- [Dataset records]
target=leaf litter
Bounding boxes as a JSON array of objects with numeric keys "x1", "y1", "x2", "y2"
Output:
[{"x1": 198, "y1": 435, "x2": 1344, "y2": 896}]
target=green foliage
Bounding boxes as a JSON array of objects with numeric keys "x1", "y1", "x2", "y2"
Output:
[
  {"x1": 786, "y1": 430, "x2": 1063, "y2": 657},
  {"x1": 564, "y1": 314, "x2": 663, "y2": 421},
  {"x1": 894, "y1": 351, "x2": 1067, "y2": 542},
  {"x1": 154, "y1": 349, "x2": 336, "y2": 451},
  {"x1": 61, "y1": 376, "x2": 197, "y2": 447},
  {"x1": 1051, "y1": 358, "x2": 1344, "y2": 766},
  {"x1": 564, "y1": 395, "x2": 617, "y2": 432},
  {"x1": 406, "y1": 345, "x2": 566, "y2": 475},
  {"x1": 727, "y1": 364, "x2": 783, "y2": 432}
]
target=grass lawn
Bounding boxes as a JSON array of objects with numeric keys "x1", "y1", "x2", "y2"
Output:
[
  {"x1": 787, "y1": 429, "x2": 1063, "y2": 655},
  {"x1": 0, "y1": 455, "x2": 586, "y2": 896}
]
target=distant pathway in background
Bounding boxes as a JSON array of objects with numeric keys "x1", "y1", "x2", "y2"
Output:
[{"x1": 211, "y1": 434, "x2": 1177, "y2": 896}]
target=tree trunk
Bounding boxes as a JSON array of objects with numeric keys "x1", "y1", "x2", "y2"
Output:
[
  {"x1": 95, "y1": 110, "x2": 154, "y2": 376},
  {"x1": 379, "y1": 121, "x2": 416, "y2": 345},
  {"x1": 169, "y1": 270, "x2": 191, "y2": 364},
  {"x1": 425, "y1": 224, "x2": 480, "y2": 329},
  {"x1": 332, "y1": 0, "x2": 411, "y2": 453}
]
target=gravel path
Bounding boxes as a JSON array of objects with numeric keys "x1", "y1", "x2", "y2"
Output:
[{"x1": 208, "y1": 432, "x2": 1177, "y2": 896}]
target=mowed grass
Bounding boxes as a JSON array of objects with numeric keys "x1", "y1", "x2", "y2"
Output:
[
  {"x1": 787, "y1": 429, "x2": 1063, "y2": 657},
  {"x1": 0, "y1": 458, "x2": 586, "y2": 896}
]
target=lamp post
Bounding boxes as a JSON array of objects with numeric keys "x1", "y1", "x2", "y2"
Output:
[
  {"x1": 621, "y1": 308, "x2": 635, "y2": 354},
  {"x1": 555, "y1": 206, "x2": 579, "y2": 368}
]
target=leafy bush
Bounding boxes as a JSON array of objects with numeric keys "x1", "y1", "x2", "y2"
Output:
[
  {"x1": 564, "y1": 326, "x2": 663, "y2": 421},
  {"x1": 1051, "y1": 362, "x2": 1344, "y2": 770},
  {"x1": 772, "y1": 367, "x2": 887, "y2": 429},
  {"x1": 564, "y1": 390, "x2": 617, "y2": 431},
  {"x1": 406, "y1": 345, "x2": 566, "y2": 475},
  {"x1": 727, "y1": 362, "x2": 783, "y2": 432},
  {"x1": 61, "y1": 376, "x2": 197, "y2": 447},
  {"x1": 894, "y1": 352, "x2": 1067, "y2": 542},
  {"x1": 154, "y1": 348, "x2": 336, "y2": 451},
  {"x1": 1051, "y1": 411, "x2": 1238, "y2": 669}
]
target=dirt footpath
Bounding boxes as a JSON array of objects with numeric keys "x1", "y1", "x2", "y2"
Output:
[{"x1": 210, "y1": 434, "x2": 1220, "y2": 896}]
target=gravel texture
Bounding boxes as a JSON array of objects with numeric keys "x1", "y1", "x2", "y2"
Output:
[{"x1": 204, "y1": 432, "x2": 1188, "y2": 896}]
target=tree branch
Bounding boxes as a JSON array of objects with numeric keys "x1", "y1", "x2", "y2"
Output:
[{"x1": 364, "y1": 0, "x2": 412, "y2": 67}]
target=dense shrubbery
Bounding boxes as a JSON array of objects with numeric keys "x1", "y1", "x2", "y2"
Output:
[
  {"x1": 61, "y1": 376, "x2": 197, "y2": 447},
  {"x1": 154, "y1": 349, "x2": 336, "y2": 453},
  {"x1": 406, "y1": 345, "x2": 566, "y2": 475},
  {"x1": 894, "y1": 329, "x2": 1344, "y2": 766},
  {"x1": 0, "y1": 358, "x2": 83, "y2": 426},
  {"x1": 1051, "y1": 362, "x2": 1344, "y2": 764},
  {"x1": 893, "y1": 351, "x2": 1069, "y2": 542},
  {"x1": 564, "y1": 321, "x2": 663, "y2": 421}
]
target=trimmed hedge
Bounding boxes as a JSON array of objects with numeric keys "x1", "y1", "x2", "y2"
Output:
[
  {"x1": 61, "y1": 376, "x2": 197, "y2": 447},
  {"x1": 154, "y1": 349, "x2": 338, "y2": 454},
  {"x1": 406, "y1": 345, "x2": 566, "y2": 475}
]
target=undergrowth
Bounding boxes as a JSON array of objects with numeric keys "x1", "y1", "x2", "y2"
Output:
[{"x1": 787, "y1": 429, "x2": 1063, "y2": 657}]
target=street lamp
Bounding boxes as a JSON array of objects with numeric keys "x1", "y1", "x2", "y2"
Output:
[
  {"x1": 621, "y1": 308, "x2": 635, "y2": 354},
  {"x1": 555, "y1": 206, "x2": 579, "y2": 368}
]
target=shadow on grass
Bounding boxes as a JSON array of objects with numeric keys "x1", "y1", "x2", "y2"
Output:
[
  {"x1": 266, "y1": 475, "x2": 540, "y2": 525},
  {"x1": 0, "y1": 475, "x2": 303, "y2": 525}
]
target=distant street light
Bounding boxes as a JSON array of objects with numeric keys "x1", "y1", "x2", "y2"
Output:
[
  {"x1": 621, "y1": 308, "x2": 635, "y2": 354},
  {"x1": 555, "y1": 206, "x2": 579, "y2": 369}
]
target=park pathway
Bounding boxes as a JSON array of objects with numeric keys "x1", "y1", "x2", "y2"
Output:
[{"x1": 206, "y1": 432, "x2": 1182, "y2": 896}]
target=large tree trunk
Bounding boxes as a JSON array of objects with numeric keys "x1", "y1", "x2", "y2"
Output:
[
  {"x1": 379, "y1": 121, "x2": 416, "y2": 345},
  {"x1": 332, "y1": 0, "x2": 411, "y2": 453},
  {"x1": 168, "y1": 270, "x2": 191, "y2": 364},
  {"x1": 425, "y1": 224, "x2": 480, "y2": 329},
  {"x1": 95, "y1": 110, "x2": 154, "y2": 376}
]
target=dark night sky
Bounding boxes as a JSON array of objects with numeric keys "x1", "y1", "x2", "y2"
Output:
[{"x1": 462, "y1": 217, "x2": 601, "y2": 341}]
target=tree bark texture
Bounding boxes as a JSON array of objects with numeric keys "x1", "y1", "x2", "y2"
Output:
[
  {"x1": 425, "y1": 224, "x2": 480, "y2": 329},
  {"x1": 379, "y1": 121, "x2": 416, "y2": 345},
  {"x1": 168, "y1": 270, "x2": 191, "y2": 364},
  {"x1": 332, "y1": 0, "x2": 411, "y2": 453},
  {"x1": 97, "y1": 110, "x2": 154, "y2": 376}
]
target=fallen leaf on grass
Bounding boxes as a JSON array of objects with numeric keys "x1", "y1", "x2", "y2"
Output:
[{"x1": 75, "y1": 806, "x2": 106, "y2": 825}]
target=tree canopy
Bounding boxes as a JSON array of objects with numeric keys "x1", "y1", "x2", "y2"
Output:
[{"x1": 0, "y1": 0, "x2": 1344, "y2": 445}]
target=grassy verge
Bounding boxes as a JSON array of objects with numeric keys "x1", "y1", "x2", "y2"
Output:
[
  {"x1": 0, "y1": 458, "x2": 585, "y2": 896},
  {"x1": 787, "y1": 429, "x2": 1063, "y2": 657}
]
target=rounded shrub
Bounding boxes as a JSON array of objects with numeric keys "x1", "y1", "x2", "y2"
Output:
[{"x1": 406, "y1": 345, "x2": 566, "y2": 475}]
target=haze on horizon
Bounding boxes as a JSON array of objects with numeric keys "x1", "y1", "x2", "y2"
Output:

- [Instructions for the task]
Count the lines in the listing above that contain the word "texture", and reply with the number only.

- [Task output]
2